---------- ESTRATTO DELLA FONTE ----------

13.— Quanto all’art. 20, comma 2, della
legge impugnata, riguardante le assunzioni di personale, in relazione alla
menzione che tali assunzioni avverrebbero anche in deroga ai limiti di spesa e
di organici stabiliti nei confronti degli enti locali, la resistente precisa
che tali deroghe farebbero riferimento alla disciplina regionale, non a quella
dettata dal legislatore statale.
14.— Quanto alla doglianza relativa all’art.
21 della normativa oggetto d’impugnazione, la resistente ne sostiene
innanzitutto l’inammissibilità, poiché il ricorrente si limiterebbe ad evocare,
senza argomentare, l’applicabilità del parametro interposto di cui all’art. 12,
comma 4, del d.lgs. n. 468 del 1997, riguardante i lavoratori socialmente
utili.
14.1.— Inoltre, la resistente motiva per
l’infondatezza, sostenendo che la disposizione censurata si limiterebbe ad
attribuire all’Assessorato competente in materia di lavoro la competenza a predisporre
un programma di misure da adottare nei confronti dei cd. "lavoratori
socialmente utili”, non disponendo alcuna quota di riserva a loro favore.
Dunque non vi sarebbe alcun superamento delle quote di riserva stabilite dal
legislatore statale.
15.— Con ulteriore memoria depositata
nella cancelleria il 2 marzo 2012, il Presidente del Consiglio dei ministri ha
ulteriormente dedotto in merito alle eccezioni d’inammissibilità e
d’infondatezza prospettate dalla resistente.
16.— Quanto alla prima doglianza, il
ricorrente evidenzia di aver chiaramente indicato nell’art. 56 dello statuto
della Regione autonoma Sardegna il parametro di rango costituzionale violato:
la legislazione regionale avrebbe introdotto un precetto finalizzato a dare
esecuzione all’art. 8, che disciplina la compartecipazione regionale al gettito
tributario, eludendo la procedura di cui all’art. 56 predetto. Il ricorrente fa
leva sulla versione previgente dell’art. 8 evidenziando che allora la
disposizione aveva un contenuto precettivo di compiutezza e determinazione di
grado analogo a quello attualmente vigente, ma ciò aveva comunque imposto di
adottare il d.P.R. 19 maggio 1949, n. 250 (Norme di
attuazione dello Statuto speciale per la Sardegna) per attuare l’art. 8 dello
statuto, con riferimento agli articoli da 32 a 38. Ciò, sostiene il ricorrente,
comproverebbe che il grado di definizione dei precetti non vale, in sé, a
escludere la necessità di un’attuazione dello statuto, che deve necessariamente
svolgersi nelle forme previste da quest’ultimo.

---------- DATI MOSTRATI ----------

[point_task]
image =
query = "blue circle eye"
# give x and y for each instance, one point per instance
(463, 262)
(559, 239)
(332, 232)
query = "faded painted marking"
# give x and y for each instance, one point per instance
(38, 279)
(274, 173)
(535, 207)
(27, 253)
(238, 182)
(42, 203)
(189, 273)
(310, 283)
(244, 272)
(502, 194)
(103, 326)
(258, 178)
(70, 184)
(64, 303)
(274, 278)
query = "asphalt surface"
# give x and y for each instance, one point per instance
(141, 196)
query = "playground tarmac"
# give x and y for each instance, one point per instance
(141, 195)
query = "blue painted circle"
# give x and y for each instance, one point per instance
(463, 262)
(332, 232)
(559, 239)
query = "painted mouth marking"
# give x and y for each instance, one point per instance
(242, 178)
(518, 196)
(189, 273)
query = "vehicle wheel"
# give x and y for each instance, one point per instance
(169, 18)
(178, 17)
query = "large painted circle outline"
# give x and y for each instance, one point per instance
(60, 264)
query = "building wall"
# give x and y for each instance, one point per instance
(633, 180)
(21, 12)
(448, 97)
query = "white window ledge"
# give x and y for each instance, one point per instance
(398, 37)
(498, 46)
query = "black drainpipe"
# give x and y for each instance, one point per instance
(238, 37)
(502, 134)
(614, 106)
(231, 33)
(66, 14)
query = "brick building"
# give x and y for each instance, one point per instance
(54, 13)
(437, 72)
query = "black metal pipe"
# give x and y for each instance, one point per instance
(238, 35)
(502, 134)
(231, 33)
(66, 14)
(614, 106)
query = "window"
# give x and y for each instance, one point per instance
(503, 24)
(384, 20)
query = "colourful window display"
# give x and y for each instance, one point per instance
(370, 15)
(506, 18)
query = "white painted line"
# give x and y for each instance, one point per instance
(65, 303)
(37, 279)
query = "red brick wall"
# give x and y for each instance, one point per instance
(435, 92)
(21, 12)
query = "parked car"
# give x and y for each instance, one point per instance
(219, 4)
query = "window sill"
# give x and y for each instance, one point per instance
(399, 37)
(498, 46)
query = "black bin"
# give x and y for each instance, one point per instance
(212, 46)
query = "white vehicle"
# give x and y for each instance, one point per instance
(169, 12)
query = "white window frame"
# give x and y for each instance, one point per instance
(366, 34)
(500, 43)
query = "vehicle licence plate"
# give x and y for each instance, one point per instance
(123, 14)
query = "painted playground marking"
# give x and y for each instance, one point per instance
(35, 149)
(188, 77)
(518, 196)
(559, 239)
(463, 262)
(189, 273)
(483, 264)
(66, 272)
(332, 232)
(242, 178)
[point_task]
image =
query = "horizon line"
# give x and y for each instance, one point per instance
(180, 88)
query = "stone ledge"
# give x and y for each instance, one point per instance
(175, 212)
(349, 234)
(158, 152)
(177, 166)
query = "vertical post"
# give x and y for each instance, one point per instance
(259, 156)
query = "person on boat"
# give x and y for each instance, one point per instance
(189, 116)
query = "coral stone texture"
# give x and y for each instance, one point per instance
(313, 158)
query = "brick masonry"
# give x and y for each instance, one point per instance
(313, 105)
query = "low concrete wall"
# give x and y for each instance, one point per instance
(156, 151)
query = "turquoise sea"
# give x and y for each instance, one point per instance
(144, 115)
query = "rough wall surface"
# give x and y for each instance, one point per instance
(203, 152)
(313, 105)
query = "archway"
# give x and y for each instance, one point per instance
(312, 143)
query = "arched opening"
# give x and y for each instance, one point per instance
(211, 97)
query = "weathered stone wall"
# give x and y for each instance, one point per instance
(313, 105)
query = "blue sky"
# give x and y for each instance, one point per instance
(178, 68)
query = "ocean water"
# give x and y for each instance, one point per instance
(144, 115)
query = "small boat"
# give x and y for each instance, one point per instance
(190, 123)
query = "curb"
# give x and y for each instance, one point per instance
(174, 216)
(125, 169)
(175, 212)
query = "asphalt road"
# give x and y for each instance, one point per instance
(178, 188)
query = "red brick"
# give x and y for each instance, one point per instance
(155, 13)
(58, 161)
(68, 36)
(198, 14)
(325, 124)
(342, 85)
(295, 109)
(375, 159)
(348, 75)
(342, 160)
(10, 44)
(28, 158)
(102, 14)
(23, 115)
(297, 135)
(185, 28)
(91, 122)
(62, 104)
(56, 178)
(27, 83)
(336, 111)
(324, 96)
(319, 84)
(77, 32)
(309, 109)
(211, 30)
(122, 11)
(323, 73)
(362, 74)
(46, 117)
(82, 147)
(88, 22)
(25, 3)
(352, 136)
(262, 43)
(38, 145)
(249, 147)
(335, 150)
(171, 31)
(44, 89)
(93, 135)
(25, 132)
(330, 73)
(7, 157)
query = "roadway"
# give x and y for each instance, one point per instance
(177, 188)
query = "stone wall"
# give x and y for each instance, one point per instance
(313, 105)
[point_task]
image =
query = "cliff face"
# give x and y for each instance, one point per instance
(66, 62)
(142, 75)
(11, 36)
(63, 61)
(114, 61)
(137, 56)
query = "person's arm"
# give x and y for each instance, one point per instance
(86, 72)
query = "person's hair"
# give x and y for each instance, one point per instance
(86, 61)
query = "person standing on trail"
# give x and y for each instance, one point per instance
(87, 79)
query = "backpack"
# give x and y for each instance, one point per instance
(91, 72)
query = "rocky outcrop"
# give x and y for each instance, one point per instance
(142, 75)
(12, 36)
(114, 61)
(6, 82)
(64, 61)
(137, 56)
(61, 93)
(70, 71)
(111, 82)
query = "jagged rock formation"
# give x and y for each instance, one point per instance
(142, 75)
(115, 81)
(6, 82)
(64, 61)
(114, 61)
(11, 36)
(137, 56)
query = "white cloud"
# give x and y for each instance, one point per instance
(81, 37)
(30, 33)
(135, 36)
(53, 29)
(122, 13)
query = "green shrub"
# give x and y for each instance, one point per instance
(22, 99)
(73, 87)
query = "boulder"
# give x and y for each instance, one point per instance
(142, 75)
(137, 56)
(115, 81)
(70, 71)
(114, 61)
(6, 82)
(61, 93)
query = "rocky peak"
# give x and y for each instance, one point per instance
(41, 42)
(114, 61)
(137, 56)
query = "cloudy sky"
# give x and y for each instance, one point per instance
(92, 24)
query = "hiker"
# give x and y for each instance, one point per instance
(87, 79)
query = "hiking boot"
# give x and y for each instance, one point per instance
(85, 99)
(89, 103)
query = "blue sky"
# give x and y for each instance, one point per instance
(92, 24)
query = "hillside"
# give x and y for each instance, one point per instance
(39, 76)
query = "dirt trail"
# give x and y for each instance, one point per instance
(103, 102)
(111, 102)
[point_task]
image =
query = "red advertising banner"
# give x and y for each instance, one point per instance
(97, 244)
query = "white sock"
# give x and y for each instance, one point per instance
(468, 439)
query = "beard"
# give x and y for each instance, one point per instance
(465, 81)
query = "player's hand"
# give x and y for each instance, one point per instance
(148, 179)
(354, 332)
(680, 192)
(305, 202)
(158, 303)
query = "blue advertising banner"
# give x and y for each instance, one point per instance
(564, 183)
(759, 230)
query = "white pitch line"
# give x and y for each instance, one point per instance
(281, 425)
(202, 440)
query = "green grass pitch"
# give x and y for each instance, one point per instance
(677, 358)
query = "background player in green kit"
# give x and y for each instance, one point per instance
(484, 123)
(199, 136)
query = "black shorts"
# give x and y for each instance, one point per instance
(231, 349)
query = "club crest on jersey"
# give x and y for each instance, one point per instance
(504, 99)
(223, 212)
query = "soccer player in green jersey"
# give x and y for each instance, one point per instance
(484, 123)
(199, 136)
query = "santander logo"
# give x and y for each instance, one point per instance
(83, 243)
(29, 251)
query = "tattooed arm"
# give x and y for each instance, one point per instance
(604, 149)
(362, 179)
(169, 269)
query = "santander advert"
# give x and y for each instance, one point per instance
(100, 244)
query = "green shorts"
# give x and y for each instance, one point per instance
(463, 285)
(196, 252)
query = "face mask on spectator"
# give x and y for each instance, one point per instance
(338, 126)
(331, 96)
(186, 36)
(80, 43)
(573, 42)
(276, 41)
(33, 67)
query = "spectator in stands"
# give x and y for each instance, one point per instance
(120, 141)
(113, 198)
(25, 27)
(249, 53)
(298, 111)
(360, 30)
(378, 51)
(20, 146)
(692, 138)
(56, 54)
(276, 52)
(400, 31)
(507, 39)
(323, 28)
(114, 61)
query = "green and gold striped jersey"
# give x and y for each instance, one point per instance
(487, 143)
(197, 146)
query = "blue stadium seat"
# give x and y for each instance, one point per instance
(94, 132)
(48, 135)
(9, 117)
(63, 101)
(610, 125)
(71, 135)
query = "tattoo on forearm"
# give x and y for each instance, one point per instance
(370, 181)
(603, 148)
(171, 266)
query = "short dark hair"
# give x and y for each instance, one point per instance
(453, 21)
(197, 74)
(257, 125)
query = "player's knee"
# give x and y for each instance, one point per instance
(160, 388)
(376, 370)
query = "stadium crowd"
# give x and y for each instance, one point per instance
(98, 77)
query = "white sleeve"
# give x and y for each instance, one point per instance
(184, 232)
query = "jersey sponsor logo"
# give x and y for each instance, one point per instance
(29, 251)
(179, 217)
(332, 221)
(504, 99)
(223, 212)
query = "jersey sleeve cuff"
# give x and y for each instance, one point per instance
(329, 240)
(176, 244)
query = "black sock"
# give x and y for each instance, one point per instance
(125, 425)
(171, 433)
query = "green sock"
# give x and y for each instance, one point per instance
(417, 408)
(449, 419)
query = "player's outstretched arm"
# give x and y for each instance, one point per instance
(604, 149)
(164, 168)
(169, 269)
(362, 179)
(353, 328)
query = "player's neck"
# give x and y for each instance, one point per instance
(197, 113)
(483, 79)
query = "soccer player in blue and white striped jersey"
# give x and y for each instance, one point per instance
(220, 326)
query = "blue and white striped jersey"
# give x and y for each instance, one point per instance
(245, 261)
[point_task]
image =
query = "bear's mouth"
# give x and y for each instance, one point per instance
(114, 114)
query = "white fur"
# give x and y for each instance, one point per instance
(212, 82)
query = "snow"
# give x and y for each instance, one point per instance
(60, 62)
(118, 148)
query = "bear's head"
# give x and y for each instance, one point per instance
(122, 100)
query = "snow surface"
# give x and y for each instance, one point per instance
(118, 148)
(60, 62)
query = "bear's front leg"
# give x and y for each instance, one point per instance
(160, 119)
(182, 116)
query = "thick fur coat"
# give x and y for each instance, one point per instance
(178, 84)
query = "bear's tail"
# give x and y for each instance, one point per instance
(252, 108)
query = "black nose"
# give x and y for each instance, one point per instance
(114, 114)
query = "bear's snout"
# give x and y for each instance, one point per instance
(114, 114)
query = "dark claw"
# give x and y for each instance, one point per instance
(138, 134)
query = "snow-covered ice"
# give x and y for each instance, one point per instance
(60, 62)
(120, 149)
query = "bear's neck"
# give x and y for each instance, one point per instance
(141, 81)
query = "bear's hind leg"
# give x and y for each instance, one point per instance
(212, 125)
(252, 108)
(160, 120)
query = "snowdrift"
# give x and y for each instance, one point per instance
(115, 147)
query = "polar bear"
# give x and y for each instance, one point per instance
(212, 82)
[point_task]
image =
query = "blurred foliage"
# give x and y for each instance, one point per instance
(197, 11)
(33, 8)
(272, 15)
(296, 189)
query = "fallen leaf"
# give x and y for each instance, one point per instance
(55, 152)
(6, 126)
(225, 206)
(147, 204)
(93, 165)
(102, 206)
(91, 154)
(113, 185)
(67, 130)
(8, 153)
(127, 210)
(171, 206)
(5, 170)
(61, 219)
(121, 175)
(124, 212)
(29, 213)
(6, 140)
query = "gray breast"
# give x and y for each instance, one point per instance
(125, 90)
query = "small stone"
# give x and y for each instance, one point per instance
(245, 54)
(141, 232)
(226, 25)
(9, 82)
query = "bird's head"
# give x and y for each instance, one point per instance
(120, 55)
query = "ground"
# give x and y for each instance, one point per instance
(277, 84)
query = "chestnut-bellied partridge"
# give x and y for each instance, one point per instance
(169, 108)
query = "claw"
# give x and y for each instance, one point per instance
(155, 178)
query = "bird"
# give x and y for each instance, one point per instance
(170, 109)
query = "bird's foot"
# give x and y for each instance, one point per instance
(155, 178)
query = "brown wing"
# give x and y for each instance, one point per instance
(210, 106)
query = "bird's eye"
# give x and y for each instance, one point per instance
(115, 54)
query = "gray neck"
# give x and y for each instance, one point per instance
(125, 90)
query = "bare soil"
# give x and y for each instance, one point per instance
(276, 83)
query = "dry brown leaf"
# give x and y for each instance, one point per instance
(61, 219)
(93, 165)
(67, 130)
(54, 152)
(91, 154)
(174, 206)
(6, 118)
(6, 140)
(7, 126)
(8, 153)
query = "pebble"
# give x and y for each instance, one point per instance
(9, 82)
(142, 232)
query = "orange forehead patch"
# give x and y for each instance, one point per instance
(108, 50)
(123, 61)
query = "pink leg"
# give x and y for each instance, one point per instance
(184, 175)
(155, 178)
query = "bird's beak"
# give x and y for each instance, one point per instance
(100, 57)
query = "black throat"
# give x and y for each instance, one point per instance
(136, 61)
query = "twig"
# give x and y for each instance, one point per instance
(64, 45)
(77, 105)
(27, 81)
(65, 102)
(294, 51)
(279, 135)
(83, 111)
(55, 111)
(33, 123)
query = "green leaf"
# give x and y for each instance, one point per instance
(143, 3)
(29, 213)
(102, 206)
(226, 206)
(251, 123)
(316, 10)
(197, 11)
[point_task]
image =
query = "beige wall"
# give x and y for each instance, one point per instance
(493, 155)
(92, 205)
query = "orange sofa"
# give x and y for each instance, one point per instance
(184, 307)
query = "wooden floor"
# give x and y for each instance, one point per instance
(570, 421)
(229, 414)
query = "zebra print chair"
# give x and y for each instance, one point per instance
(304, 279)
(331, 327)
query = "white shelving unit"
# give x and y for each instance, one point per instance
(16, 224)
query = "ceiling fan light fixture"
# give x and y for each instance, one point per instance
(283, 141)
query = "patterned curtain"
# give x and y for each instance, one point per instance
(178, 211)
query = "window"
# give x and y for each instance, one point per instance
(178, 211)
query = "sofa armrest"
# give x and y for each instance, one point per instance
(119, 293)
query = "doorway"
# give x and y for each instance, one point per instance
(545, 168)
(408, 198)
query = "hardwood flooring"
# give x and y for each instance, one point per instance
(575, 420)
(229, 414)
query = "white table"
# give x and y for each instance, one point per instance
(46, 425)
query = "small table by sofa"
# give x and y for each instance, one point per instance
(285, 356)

----------

- _SERIE DI COMPITI_
1. Rispondi in base all'estratto:
(a) Secondo la resistente, a quale disciplina farebbero riferimento le deroghe previste dall'art. 20, comma 2?
(b) In che data è stata depositata l'ulteriore memoria del Presidente del Consiglio dei ministri?
(c) Quale decreto, secondo il ricorrente, fu adottato per attuare l'art. 8 dello statuto?
2. Riporta tutte le righe che contengono la stringa "dark".
L'estratto e le righe provengono da fonti distinte.

- _SOLUZIONI DEI COMPITI_
1.
(a) Alla disciplina regionale, non a quella dettata dal legislatore statale.
(b) Il 2 marzo 2012.
(c) Il d.P.R. 19 maggio 1949, n. 250 (Norme di attuazione dello Statuto speciale per la Sardegna).

2.
query = "short dark hair"
query = "dark claw"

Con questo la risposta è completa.